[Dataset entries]

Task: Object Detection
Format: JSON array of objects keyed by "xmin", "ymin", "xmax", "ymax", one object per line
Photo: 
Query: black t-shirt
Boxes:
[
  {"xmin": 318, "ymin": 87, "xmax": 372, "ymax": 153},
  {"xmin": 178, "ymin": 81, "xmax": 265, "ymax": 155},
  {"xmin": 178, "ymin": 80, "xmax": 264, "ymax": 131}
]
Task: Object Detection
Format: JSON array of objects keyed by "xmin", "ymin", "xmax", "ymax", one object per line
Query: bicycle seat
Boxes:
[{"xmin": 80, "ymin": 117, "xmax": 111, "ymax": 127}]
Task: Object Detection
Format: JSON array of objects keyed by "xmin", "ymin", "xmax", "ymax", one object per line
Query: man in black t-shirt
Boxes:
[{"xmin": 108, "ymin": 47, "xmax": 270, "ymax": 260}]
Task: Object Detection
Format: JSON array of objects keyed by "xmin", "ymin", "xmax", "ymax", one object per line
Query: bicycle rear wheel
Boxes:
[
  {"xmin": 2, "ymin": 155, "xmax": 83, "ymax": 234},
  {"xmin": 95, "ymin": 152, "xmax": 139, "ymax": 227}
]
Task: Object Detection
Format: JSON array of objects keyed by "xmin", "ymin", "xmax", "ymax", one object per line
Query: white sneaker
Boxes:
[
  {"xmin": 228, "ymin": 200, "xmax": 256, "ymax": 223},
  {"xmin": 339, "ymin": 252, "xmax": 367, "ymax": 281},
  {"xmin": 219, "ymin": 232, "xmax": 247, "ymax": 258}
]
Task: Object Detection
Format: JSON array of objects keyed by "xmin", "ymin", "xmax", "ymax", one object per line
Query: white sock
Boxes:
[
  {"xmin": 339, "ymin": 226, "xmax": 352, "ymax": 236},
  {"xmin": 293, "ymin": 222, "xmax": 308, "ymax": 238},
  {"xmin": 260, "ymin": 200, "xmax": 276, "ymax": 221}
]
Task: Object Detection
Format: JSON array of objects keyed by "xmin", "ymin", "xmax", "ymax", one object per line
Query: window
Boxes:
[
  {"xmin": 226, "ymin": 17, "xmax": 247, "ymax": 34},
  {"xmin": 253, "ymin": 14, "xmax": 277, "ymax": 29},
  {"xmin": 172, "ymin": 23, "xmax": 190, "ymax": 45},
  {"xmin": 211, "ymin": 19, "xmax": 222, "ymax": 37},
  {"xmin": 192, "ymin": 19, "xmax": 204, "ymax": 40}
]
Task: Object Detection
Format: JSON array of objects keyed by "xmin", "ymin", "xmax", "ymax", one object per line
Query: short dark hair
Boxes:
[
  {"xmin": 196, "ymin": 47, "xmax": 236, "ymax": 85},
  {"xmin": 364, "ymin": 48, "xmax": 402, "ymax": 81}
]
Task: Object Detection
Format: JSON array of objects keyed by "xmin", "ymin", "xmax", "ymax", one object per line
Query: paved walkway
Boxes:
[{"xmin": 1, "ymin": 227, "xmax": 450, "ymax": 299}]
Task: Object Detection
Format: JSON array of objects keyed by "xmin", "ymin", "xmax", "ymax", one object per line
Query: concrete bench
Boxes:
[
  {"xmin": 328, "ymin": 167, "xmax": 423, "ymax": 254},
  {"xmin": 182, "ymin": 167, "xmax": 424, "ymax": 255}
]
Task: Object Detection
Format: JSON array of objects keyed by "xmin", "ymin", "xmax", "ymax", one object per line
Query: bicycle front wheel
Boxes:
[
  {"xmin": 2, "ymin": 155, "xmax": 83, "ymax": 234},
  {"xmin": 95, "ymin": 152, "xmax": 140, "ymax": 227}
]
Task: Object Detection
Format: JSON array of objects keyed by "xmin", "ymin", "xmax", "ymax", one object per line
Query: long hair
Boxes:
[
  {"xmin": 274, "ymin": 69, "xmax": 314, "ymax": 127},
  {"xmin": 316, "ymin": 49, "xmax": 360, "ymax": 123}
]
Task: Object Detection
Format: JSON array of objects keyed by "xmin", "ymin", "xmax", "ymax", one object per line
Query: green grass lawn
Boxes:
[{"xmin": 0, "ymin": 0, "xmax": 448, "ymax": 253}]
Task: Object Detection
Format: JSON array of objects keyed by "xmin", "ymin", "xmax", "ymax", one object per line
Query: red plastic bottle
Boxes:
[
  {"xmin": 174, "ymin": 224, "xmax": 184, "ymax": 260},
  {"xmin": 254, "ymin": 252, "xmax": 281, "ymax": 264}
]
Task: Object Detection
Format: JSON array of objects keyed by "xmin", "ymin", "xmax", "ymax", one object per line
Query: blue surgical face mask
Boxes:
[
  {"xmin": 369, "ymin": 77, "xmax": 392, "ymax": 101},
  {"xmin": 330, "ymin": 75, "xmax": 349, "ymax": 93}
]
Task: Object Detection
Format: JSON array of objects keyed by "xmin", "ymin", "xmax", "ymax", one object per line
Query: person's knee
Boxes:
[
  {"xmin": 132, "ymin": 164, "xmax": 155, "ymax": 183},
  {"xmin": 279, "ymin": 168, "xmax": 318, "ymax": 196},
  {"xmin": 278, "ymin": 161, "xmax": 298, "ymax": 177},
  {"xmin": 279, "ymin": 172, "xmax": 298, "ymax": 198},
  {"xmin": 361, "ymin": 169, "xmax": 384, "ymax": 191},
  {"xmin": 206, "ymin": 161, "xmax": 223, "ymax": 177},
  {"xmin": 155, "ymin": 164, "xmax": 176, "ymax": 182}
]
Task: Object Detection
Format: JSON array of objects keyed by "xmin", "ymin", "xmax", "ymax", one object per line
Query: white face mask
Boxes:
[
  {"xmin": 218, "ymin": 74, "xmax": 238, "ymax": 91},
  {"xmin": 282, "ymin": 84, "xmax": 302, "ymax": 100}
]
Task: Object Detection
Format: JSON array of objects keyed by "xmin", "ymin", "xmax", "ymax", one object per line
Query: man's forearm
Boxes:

Task to carry out ▸
Your task is to restate, word for word, only those lines above that fall between the line holding "Query: green grass lawn" and the line holding "Query: blue surgical face mask", inclusive.

Answer space ▸
Query: green grass lawn
Boxes:
[{"xmin": 0, "ymin": 0, "xmax": 448, "ymax": 253}]
Task: Object Detection
Format: JSON array of objects keyed by "xmin", "ymin", "xmax", "ymax", one object per line
Query: red plastic bottle
Boxes:
[
  {"xmin": 174, "ymin": 224, "xmax": 184, "ymax": 260},
  {"xmin": 254, "ymin": 252, "xmax": 281, "ymax": 264}
]
Task: Object Detection
Format: JSON array of objects keyed by "xmin", "ymin", "xmax", "ymax", one object per line
Query: blue surgical face mask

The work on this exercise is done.